MATERIALS PROVIDED
▬▬▬

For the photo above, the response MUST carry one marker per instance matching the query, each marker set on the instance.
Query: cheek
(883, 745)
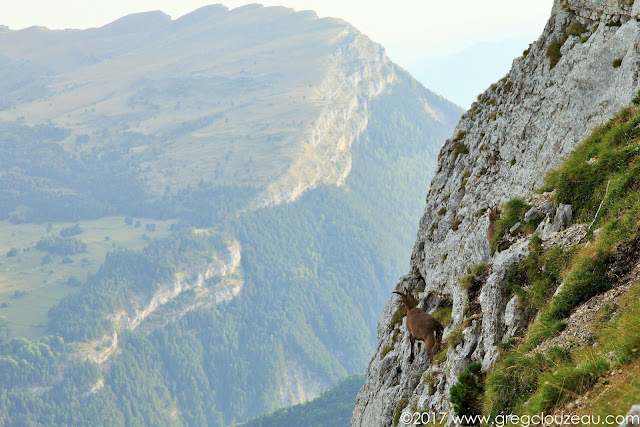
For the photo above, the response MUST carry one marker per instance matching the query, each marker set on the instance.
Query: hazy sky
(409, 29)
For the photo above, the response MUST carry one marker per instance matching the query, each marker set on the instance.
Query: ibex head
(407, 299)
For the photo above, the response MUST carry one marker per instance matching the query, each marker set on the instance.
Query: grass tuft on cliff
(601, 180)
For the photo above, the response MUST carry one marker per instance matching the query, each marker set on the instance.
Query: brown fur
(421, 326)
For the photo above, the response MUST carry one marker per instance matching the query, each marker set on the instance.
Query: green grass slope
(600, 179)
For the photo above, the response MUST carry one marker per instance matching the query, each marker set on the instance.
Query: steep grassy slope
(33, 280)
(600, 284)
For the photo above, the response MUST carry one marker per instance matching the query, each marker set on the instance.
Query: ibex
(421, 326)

▬▬▬

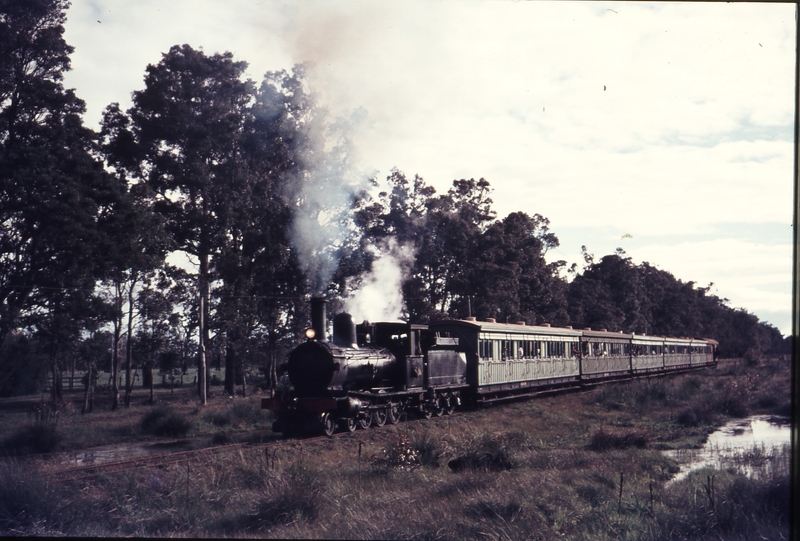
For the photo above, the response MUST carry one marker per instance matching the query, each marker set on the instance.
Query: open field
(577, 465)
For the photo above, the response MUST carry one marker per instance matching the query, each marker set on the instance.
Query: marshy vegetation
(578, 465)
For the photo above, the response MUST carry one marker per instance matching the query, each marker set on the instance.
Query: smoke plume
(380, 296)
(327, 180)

▬▬▬

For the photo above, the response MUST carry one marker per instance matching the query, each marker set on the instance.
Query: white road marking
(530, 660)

▬▬▬

Please filter the lines above and copy out every one that contains the word "slope".

Query: green grass slope
Query: steep grassy slope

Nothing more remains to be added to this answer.